*Document excerpt*:
****************
There is always a vegetarian dinner entree. This one is stuffed bell pepper with candied carrots. 

Shrimp dinner entree. Lynn Palmer photo.

Salmon dinner entree. Lynn Palmer photo.

Hunters recently provided a rare treat: moose meat during one night. This is the first time in 10 years at the lodge that this has been served and it was fantastic.

In fall, the colors are changing in the Fairbanks area. Paul D. Maley photo.

Sun dogs are optical phenomenon that appear on either side of the Sun, even in fall. Here a very intense one is to the right while a weaker one to the left. A chair is used to diffuse the Sun. Paul D. Maley photo.

Dawson, the lodge mascot hangs out in the kitchen. Lynn Palmer photo.

Trumpeter swan near Poker Flats.  Bob Hulse photo.

Osprey near Poker Flats. Bob Hulse photo.

Moose crossing the road. Brian Siegel photo.

One of the sights to see when you visit Running Reindeer Ranch. Brian Siegel photo.

A small herd of reindeer at the ranch.  Brian Siegel photo.



You do not need a 35mm DSLR to take decent images of the Northern Lights. The one above was taken with a tripod-mounted Iphone 14 Pro.  Zina Mirsky photo.

However, with a DSLR, the first step in getting ready to photograph the Lights is to take test shots before the activity begins and confirm that stars are in focus.  None of my images have had any software processing done to them. Nikon D5600, f/3.5, ISO6400, 6 seconds.  Photos where there is no credit listed were taken by Paul D. Maley

September 13: faint wisps are seen above the lodge that reveal a band forming in the northeast sky.  

The action then shifts to the east where the band took on a strong green glow. 

Then our eyes focused on the west where the band had now expanded to where it crossed the sky from east to west. The non-green areas are high clouds reflecting lights from the city of Fairbanks to the lower left.

A series of images from Brian Siegel. The one above was taken at 10:53pm with a Nikon Z8, Nikkor Z 20mm, f/1.8 S, ISO4000, 8 sec. Three satellite trails appear in this photo. All images were post processed using DxO PhotoLab 6 software.

10:54pm, ISO3600, 6 sec. Otherwise all other camera details remain unchanged.  Two satellite trails appear. Brian Siegel photo.

11:05pm, Nikkor Z 14-24mm f/2.8 S, ISO3200, 2.5 sec.  Brian Siegel photo.

11:06pm, same parameters as previous image.  Overhead shot with 1 satellite trail. Constellation of Cassiopeia to right of green band. Brian Siegel photo.

11:09pm, 6 sec. Star Arcturus at bottom, Big Dipper embedded in green glow to the right of center. Brian Siegel photo.

11:10pm, refer to 11:06pm image for changes, ISO2000, 6 sec.  Star in upper left of center is Vega.  Brian Siegel photo.  

11:17pm, refer to 11:09pm image for changes, Nikkor Z 20mm f/1.8 S, f/2.8, ISO3200, 6 sec. Brian Siegel photo.

11:20pm, refer to 11:10pm image for changes, f/1.8, 2 sec. Brian Siegel photo.

10:55pm. iPhone 14 (not the Pro) on tripod, Night Mode,  f/1.5,  2.0 sec automatic exposure, ISO5000. Rodney Rocha photo.
****************
*Supplied information*:

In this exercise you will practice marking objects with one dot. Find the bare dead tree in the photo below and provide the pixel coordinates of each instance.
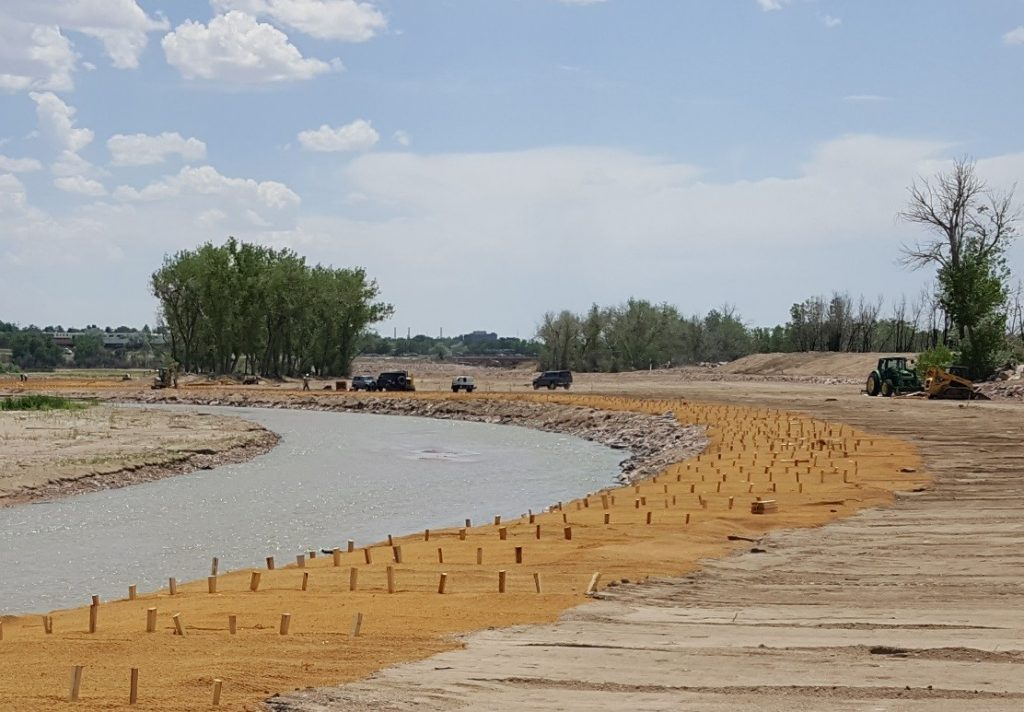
(958, 208)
****************
*Work instructions*:
• 1. Could you print the Fairbanks captions, starting with "Shrimp dinner entree." and going on through "kitchen. Lynn Palmer photo."?
• 2. Who is credited as a photographer in the Fairbanks captions?
The lines are not needed for anything here.

*Answers to this exercise*:
• 1.
Shrimp dinner entree. Lynn Palmer photo.

Salmon dinner entree. Lynn Palmer photo.

Hunters recently provided a rare treat: moose meat during one night. This is the first time in 10 years at the lodge that this has been served and it was fantastic.

In fall, the colors are changing in the Fairbanks area. Paul D. Maley photo.

Sun dogs are optical phenomenon that appear on either side of the Sun, even in fall. Here a very intense one is to the right while a weaker one to the left. A chair is used to diffuse the Sun. Paul D. Maley photo.

Dawson, the lodge mascot hangs out in the kitchen. Lynn Palmer photo.

• 2.
Lynn Palmer
Paul D. Maley
Bob Hulse
Brian Siegel
Zina Mirsky
Rodney Rocha